[START MATERIAL FOR THIS TASK]
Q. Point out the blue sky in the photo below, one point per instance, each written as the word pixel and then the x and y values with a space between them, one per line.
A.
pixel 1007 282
[END MATERIAL FOR THIS TASK]
[START MATERIAL FOR THIS TASK]
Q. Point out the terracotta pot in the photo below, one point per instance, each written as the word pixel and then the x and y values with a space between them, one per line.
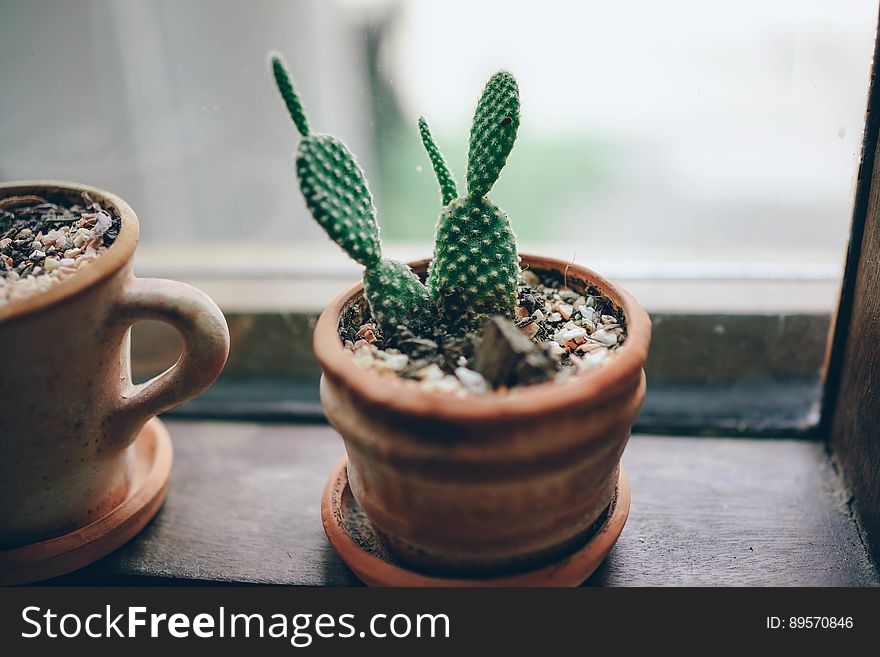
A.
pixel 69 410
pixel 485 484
[END MATERIAL FOR THIS TASK]
[START MATERIAL FOR THIS TASK]
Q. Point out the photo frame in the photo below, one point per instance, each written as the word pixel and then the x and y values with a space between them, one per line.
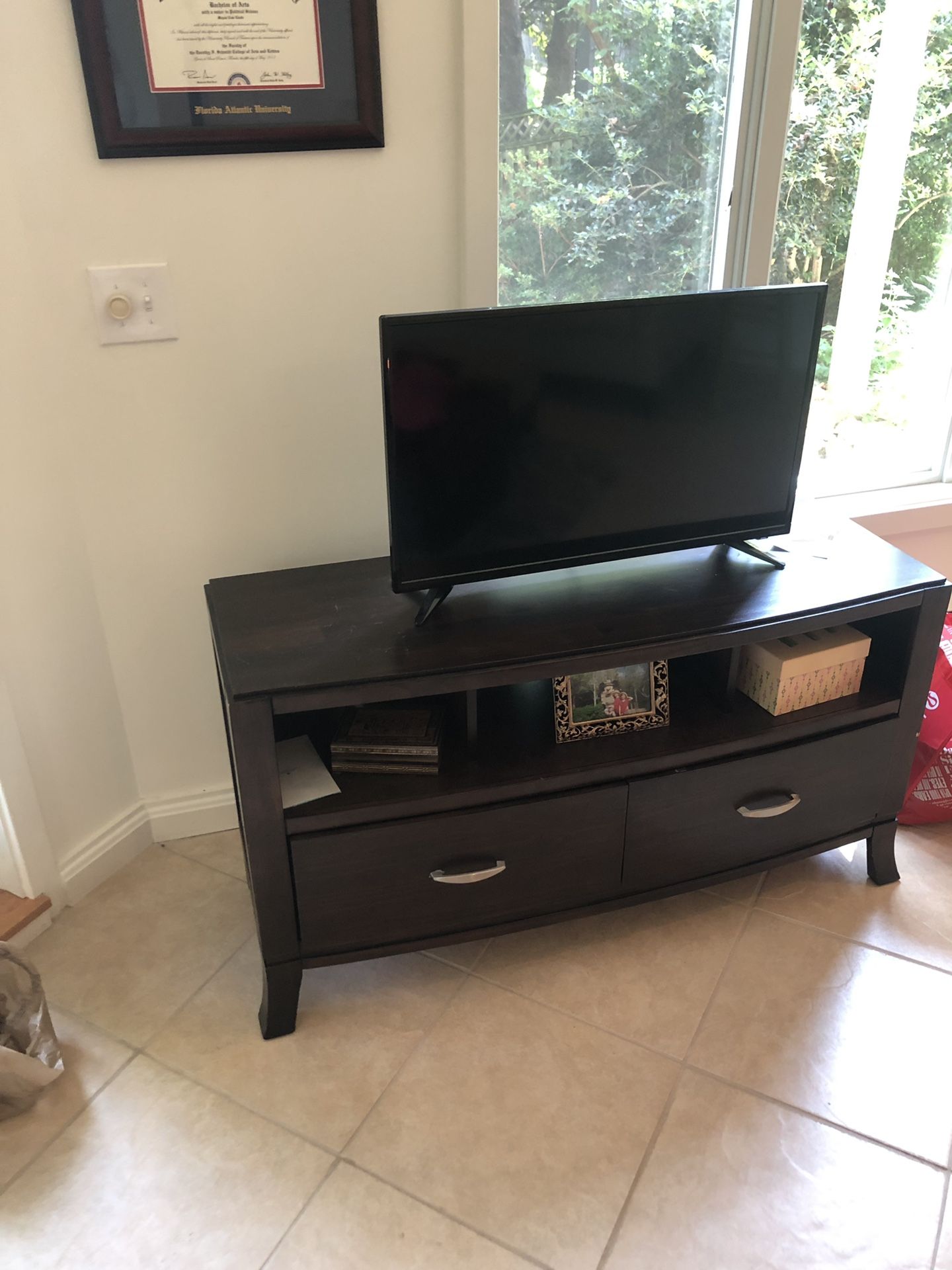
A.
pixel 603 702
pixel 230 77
[END MATERIAL FOR THIS TASK]
[EXERCISE]
Edit the rows from the line with "Q. Point out the blue" up to and including the line with "pixel 1007 282", replacing "blue sky" with "clear sky" and leaving everything else unchanged.

[SOLUTION TO THE PROBLEM]
Q. Point out the clear sky in the photo below, one point per instance, each written as the word pixel and then the x and y values with a space between them, one per line.
A.
pixel 1007 282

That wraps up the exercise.